▶ Opdracht
Zet alle items hieronder om in een genummerde lijst zonder lege regels. Laat de afbeeldingen weg.

▶ Gegeven informatie
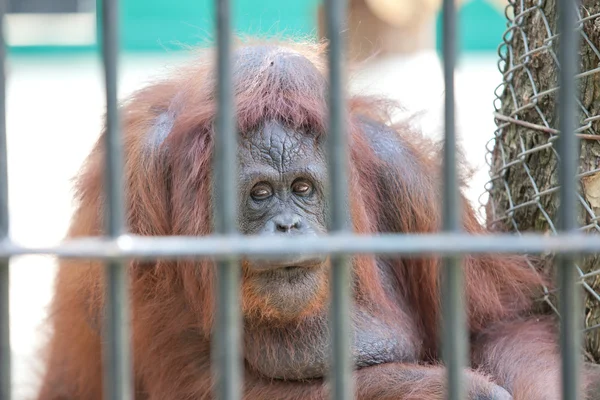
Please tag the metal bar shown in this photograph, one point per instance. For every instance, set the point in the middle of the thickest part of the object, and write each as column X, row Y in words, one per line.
column 118, row 369
column 568, row 149
column 454, row 343
column 341, row 331
column 227, row 336
column 5, row 349
column 223, row 247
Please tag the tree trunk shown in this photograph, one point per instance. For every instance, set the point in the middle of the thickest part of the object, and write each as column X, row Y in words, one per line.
column 524, row 175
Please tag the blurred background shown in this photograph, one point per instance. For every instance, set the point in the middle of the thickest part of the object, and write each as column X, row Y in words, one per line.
column 55, row 99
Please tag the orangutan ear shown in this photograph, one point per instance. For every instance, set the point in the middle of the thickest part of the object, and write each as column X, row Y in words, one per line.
column 160, row 130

▶ Schriftelijk antwoord
1. Please tag the metal bar shown in this photograph, one point per instance. For every instance, set the point in the middle of the thickest part of the object, and write each as column X, row Y in words, one per line.
2. column 118, row 369
3. column 568, row 149
4. column 454, row 343
5. column 341, row 331
6. column 227, row 336
7. column 5, row 349
8. column 223, row 247
9. Please tag the tree trunk shown in this photograph, one point per instance. For every instance, set the point in the middle of the thickest part of the object, and write each as column X, row Y in words, one per line.
10. column 524, row 175
11. Please tag the blurred background shown in this photograph, one point per instance. For every instance, set the point in the middle of the thickest part of the object, and write each as column X, row Y in words, one per line.
12. column 55, row 99
13. Please tag the orangutan ear shown in this photograph, one point per instance. For every instance, set the point in the middle of the thickest part of the object, and write each as column X, row Y in words, one per line.
14. column 160, row 130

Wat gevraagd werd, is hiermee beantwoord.